## Exercise text
Object of the Month: December 2021

Vilibald Weinzettl, Vaccination Protects my Life, matchbox sticker, SOLO Lipník and Research Institute for Health Education (VÚZO) Praha, 1954. NML Medical Museum, 76/2021.

Object of the Month: December 2021

“Vaccination Protects my Life”: Vilibald Weinzett, 1954

 

The matchbox sticker featuring a – perhaps – smiling child was published in 1954 by the SOLO factory in the Moravian town of Lipník nad Bečvou and conceived by the Research Institute of Health Education in Prague. The factory, founded in 1908, became part of the nationalized SOLO Company after the war, but for several years in the 1950s it became autonomous again. The Institute was formed in October 1952 from the 5th Department (for health education) of the pre-war National Institute of Public Health, now abolished and reformed as a group of „independent institutes for individual fields of hygienic and epidemic care“ on the Soviet model. Promotion of vaccination was among the main tasks of the new Institute.

The sticker refers, most likely, to TBC vaccination with the BCG (Bacillus Calmette-Guérin) vaccine. Smallpox vaccination, mandatory since 1919, has saved thousands of Czechoslovak children that would have died or be disfigured in previous centuries, but until 1945 no other vaccines were mandated in the country. Vaccines against diphtheria and TBC were available before the war, but they entered the vaccination only in 1946 and 1947 respectively. Insurance companies were reportedly willing to finance diphtheria shots, but the latter were given mostly to children in hospitals and in holiday camps. Bohuslav Feierabend of the National Institute of Public Health called for mass vaccinations with the BCG vaccine in 1927, but most physicians and most insurers were rather reserved in their approval. The 1930 “Lübeck tragedy” – more than 200 children were infected with a virulent TBC strain due to mistake in administrating the vaccin

TBC Vaccination, 1951. NML Medical Museum Photography Collection,  FA 3631.

e and fifty of them died – certainly played a role in the uneasy relationship of the public to TBC jabs. Legally, the health insurance system was under no obligation to finance them. In 1934, Eduard Břeský proposed BCG vaccination of at-risk groups – were it to implemented at all – to be funded by the state. Only after the war, however, did mass TBC inoculation of children between 1 and 20 years of age become a reality, with the help of the Danish Red Cross (pilot project in 1947) and Swedish and Norwegian authorities, first in the framework of UNICEF and later the World Health Organization. From 1953, newborn babies and young people under 30 were vaccinated as well. At the same time, an extensive promotion campaign commenced, which could take avail of visible success of mandatory vaccination in the last five years, especially in the youngest children, whose TBC lethality is highest.

## Extracted information
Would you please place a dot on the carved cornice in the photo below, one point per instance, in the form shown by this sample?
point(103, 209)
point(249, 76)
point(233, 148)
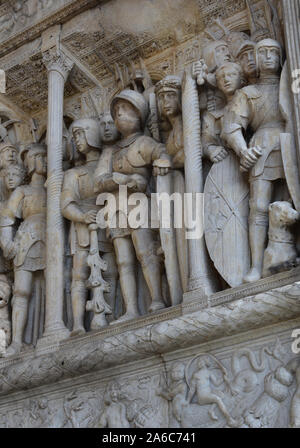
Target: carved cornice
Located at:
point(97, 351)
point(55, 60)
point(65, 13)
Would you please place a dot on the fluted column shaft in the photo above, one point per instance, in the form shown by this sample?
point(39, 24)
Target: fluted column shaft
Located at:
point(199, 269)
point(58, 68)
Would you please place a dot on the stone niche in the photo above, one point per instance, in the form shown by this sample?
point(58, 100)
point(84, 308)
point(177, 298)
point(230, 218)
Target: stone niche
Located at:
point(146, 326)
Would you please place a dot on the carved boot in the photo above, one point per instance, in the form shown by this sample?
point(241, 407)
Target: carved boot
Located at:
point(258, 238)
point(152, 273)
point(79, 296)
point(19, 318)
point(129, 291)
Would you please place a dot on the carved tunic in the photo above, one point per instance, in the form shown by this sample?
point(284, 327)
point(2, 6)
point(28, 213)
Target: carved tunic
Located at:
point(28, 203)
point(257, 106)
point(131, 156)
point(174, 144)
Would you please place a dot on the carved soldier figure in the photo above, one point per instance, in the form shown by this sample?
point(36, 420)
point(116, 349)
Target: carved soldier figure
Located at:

## Task brief
Please answer from the text on the vaccination matchbox sticker: in what month and year was the Research Institute of Health Education formed? The entries can be left aside for this exercise.

## Exercise output
It was formed in October 1952.